Three Norfolk soldiers have recounted how they rushed to help wounded and dying victims, after a night off-duty in Las Vegas descended into terror and chaos amid the biggest mass shooting in recent US history.
Troops from The 1st Queen's Dragoon Guards based at Robertson barracks in Swanton Morrley described using their first aid training to tend to those injured in the attack by gunman Stephen Paddock in which 58 people have died.
The regiment has been stationed in California for training exercises in the weeks leading up to the attack.
The servicemen spoke to Good Morning Britain about the ordeal, including Trooper Stuart Finlay who was out celebrating his 25th birthday with two other colleagues when the shooting began.
He was not concerned for his own safety, he was just trying to help as many people as he could, he said, including a lady who was around his age who had been shot in the lower back.
"At first all we had was towels from the apartment we were in. I applied pressure onto that. And then I used someone's shirt then to tie around the towel to keep the pressure down. I was probably there for around 10, 20 minutes reassuring her, making sure she was fine."
He then helped another woman who had been shot in the leg, elevating her leg to reduce the bleeding, before the two women were taken to hospital.
Trooper Ross Woodward described seeing lots of civilians with casualties, people frozen in place and screaming. He said they tried to move people away from danger, before going to the aid of the injured.
******
§ **APPLY WHAT YOU READ**:
A. In the report on the Norfolk soldiers at the Las Vegas shooting, what was Trooper Stuart Finlay celebrating when the shooting began?
B. List every person named in the report on the Norfolk soldiers at the Las Vegas shooting.
C. Carry the report on the Norfolk soldiers at the Las Vegas shooting forward from its last sentence.

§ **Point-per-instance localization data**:
******
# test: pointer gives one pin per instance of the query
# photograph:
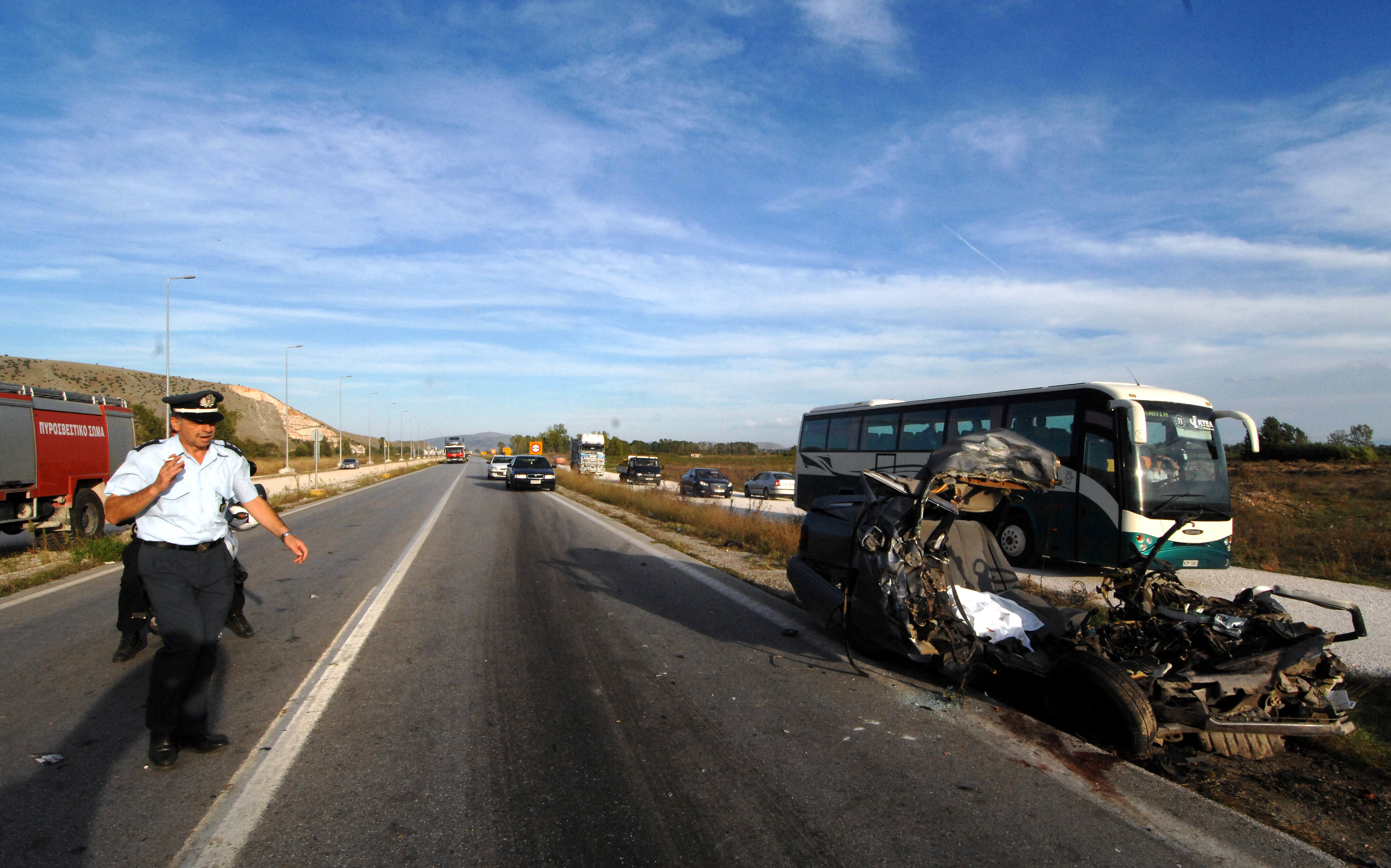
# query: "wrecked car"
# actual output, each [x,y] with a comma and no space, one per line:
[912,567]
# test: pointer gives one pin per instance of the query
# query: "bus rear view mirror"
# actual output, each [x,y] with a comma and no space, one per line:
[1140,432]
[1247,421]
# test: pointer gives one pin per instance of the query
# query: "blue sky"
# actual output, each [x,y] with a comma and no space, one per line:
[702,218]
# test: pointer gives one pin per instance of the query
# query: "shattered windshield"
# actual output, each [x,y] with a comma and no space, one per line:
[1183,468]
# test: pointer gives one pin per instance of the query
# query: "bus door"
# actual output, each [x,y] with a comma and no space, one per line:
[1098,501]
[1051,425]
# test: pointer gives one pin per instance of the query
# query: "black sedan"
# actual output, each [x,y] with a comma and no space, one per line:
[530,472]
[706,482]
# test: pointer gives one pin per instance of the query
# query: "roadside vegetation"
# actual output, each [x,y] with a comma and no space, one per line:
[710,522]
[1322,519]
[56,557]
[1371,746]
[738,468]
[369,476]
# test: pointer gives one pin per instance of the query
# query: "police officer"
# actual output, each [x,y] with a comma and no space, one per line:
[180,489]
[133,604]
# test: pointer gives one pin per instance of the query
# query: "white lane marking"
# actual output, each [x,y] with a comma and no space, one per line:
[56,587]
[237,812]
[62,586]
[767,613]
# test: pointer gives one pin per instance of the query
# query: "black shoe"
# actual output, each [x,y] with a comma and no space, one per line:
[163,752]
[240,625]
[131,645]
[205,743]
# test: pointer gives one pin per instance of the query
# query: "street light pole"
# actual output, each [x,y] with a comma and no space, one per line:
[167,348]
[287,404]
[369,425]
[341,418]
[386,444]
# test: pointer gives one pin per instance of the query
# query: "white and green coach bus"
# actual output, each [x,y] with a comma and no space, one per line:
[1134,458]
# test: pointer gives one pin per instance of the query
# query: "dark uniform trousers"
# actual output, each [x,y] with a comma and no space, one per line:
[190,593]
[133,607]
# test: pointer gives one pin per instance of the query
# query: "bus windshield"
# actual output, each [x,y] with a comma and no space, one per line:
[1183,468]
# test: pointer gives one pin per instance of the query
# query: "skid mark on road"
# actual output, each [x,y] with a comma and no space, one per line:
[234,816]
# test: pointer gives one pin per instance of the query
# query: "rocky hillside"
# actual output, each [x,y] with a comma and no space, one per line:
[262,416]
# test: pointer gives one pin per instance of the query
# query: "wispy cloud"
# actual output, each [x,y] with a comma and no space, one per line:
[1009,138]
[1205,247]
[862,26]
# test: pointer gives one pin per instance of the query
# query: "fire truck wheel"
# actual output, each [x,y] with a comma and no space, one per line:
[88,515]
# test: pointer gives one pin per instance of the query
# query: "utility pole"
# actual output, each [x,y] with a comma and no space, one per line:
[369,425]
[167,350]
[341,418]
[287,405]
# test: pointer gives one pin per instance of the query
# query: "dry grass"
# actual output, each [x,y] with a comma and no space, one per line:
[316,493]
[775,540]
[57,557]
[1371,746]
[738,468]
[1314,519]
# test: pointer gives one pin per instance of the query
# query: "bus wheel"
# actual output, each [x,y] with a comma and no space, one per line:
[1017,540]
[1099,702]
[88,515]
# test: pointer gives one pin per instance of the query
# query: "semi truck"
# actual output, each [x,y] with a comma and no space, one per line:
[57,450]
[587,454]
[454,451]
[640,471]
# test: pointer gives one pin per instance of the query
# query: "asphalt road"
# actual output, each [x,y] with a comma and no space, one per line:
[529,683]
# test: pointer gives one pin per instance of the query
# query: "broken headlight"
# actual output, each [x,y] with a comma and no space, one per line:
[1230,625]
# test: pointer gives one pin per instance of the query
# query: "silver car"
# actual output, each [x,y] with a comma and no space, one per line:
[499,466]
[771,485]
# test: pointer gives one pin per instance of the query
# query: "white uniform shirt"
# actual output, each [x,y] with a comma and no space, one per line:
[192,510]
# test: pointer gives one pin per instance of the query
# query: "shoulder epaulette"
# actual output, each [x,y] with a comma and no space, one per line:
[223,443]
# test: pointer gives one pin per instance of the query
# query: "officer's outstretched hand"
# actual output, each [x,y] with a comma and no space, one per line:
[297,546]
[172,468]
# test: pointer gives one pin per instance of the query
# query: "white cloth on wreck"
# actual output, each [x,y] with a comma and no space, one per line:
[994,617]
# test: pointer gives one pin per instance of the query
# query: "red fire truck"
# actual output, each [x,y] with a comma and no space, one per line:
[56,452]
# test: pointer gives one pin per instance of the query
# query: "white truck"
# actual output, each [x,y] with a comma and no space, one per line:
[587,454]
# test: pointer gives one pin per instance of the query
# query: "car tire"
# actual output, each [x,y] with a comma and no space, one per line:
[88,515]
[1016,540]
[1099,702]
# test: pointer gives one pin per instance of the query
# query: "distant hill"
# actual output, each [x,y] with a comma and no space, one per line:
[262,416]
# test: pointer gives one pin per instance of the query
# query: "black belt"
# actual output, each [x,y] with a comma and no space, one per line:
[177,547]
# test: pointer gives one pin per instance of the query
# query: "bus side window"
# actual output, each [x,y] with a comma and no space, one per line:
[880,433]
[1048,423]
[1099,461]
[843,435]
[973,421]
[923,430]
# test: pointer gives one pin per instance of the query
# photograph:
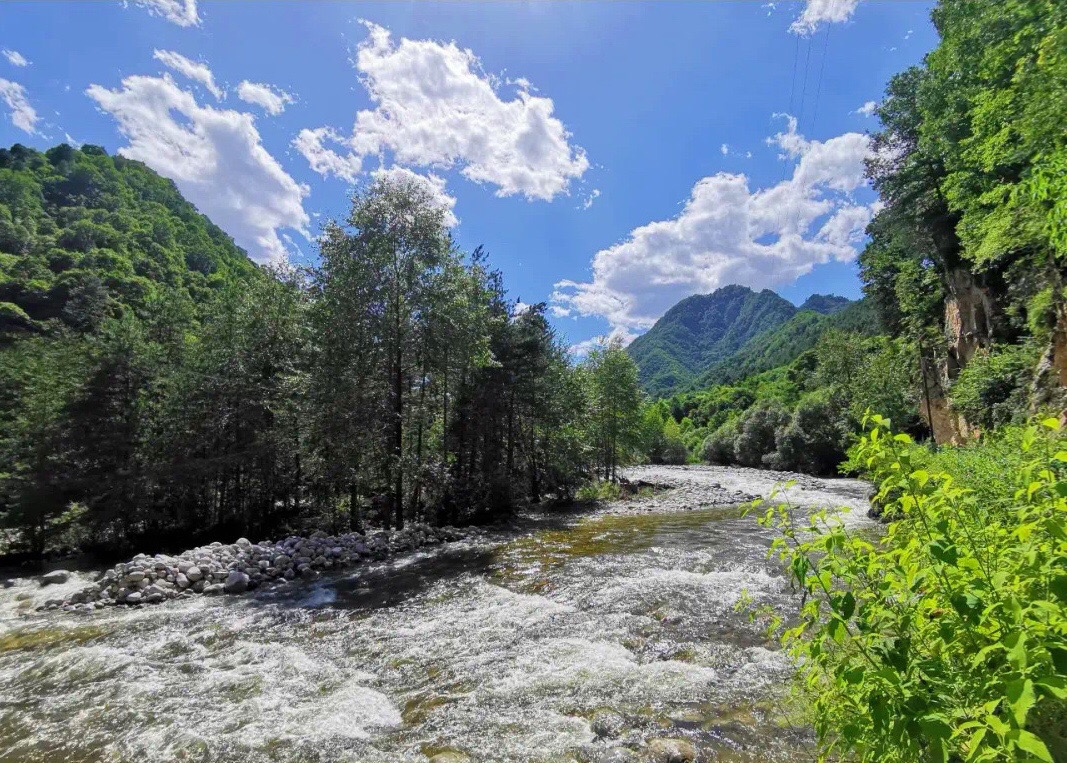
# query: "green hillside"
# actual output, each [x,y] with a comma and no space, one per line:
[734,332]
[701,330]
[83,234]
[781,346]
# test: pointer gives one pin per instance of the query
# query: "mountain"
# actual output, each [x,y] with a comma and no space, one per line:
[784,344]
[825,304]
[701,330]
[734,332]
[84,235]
******
§ **ANSWERS FOR THE EXERCISE**:
A. His 25th birthday.

B. Stephen Paddock, Stuart Finlay, Ross Woodward

C.
One of those was a man who was shot in the lower back.
"I applied direct pressure using a jumper. He was holding my hands and saying 'I can't breath, I can't breath'. Three minutes later, he was still saying, more panicked, he can't breath. And after that he had gone, there was no response from him. I checked his pulse, so I realised he had passed away."
Trooper Woodward explains at that point he asked a woman to stay by the man's side so he could tend to other victims, including a wheelchair user who had been shot in the back as well.
Trooper Chris May, who got split up from his two friends during the chaos, credited his military training for the brave and selfless response shown by the troops.
"We all have the knowledge, thanks to our training that we knew we could try and help and hopefully make a difference."
Their actions that night won acclaim from the Prime Minister, who thanked them for their efforts earlier this week.
Stephen Paddock left 58 people dead and 489 injured when he opened fire on Route 91 Harvest Festival on Sunday night.